### Given problem 1
In the economic news excerpt, what was China's year-over-year auto sales growth in April?
### Given problem 2
Write the next part of the economic news excerpt, picking up from its final sentence.

+++ Selected excerpt +++

However, the combination of rising orders and falling inventories in Japan has pushed the orders-to-inventory ratio to its highest for three years. Such a high ratio suggests that producers will be stepping up
production to refill warehouses.

Sad smile  China Auto Sales Conditions Worsen During Past Two Months

(CEBM Research)

Auto sales growth in April was about 13% in terms of Y/Y growth. In a weak macroeconomic environment, this number is not bad compared to certain other sectors.
However, if viewed from previous SAAR auto sales data, sales conditions have been worsening over the past two months. Relatively high sales growth is due to some extent to the low base. Also due to the base effect, the sales growth of passenger cars in May is likely to drop. Passenger car sales growth is likely to peak in April.

Money  ECB: Cyprus Shock Caused Flight

The euro zone’s botched bailout of Cyprus caused a mini-run on banks in many of the currency union’s 17 members in April, exacerbating the decline in lending to the real economy, ECB data showed.

+++ Data supplied +++

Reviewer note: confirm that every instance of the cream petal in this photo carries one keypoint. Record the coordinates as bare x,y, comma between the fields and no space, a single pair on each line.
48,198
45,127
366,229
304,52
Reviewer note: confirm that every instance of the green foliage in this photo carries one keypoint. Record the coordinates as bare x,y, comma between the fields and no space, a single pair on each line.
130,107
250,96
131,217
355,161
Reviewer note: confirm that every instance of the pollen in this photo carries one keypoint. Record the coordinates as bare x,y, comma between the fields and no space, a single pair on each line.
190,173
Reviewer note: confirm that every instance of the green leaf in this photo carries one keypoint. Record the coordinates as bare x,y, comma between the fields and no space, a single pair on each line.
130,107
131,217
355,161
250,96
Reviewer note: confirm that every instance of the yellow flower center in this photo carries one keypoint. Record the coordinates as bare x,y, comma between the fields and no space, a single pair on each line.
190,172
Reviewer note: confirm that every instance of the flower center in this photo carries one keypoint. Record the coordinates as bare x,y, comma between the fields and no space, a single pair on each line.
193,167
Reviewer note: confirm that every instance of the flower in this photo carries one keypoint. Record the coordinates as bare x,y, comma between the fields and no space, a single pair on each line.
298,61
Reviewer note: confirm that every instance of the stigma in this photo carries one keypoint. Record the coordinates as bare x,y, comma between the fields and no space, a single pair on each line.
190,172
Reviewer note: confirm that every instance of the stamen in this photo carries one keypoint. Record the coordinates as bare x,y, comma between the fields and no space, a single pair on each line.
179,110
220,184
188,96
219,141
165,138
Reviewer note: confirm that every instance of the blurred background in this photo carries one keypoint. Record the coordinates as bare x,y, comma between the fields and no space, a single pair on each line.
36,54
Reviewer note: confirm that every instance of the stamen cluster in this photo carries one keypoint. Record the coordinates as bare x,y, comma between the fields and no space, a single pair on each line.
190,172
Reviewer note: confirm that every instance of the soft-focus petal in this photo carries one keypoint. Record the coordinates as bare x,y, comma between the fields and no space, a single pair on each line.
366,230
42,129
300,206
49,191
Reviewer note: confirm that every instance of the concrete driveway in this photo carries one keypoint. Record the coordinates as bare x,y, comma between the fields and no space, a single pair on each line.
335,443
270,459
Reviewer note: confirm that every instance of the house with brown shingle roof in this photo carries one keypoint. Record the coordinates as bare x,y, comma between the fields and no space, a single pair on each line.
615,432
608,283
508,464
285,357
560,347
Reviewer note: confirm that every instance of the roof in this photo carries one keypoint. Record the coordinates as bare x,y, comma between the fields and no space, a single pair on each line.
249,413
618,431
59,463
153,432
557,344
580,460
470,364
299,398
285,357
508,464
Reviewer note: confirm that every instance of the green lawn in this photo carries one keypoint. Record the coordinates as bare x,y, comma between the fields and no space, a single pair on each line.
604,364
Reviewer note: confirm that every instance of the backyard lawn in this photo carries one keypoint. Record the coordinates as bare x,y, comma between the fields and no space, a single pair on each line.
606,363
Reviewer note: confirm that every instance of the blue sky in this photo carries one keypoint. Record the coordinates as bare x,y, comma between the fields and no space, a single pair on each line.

+++

### Reply 1
About 13%.

### Reply 2
(…) The impact was also felt strongly in Greece, where private deposits fell €2.8 billion, or 1.6%, on the month. They are still nearly 10% up from their low point in June last year, however, reflecting a gradual return in confidence since the second restructuring of the country’s sovereign debt and the accompanying recapitalization of its largest banks.

In Spain, deposits fell by 1.5% to their lowest level since October and are down 6.6% from a year earlier, while in Slovenia, they fell by 1.9% and in the Netherlands, they fell by 0.8%.

Offsetting those developments, banks in France, Germany, Belgium, Austria, Estonia and Slovakia all registered inflows in deposits, in line with their recent trend.

The sudden loss of funding at many banks also appeared to have taken its toll on local lending, which fell in month-on-month terms in most of the countries where deposits had also fallen. The ECB reported that the volume of loans to businesses across the euro zone had fallen by €17 billion in April—the eighth decline in nine months and the biggest this year. Lending volumes to households crept up by €1 billion, their weakest rise this year.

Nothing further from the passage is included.